GIVEN TEXT:
§
Oftentimes as traders we are bombarded by offers of new and exciting ventures into instruments or companies that we have very limited experience with.  Such types of investments as MLP’s (Master Limited Partnerships) come to mind.  Recently I was hit by one of these types of investments called BDC’s (Business Development Companies).

BDC’s or Business Development Companies are firms that invest in other companies.  The firms that BDC’s invest in aren’t new nor do they provide seed money to an untested enterprise.  That falls under the domain of venture capital.  BDC’s do invest in firms that are currently operating and offer either a value proposition or a firm that is financially strapped but has proven itself in the past.

BDC’s were created by Congress in 1980 as an amendment to the Investment Company Act of 1940.  This is the same act that regulates Mutual Funds.  BDC’s operate in the same way as REIT (real estate investment trust) in that 90% (or more) of all proceeds must be returned to shareholders in the form of dividends.  This means that BDC’s pay little if any corporate tax as the shareholders themselves will be taxed upon the receipt of profits (dividends).

In recent years, the concept of buy and hold has been negated by scandals, malfeasance and the financial meltdown of 2008.  As any financial planner will tell you, stocks have always outperformed other forms of investments and if an investor just simply bought something and held onto it for 80 years, they would have netted a return of 26.8% in that same period of time.  Now I don’t know about you but I don’t have an 80 year time horizon and I don’t think anyone else does either.  As traders we like the idea of being in cash at the end of the day without concerns of malfeasance or other scandals.
§
RECORDED DATA:
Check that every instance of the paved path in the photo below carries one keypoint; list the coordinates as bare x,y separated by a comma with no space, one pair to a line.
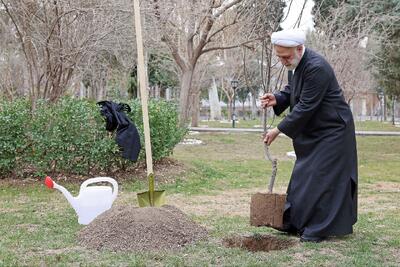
§
DIRECTIVE 1:
Repeat the passage from the text on Business Development Companies, starting at "BDC’s were created" and ending at "of profits (dividends).".
DIRECTIVE 2:
Write the next part of the text on Business Development Companies, picking up after its final sentence.
This material bears no relation to the text on Business Development Companies.

ANSWER 1:
BDC’s were created by Congress in 1980 as an amendment to the Investment Company Act of 1940.  This is the same act that regulates Mutual Funds.  BDC’s operate in the same way as REIT (real estate investment trust) in that 90% (or more) of all proceeds must be returned to shareholders in the form of dividends.  This means that BDC’s pay little if any corporate tax as the shareholders themselves will be taxed upon the receipt of profits (dividends).

ANSWER 2:
However the question that comes to mind is are or could BDC’s be the buy and hold strategy of the 21st Century?  BDC’s are similar to Private Equity firms except that Private Equity (PE) is closed to the average investor.  That is pretty much the domain of the accredited investor.  An accredited investor is someone who has earned a net income of $200,000 per year without considering home equity or $300,000 if they are married.  They must show that they’ve earned this income for two consecutive years.  They are also subject to SEC rules when it comes to selling shares of a particular stock.  This is why you often hear of Board members of a firm having to publicly admit if they bought or sold shares of the firms that they have an interest in.  They do so because the SEC says they must.

BDC’s on the other hand are open to an investor and anyone who holds shares in a publicly traded BDC can buy and hold at will.  BDC’s also differ from private equity firms in that they don’t seem to specialize in Leveraged Buy Out’s (LBO).  Leveraged Buy Outs have become synonymous with hostile takeovers.  Most notably by KKR in the 1980’s with the RJR Nabisco deal.  This was the theme of the book and subsequent TV movie: Barbarians at the Gate.  So who are these firms?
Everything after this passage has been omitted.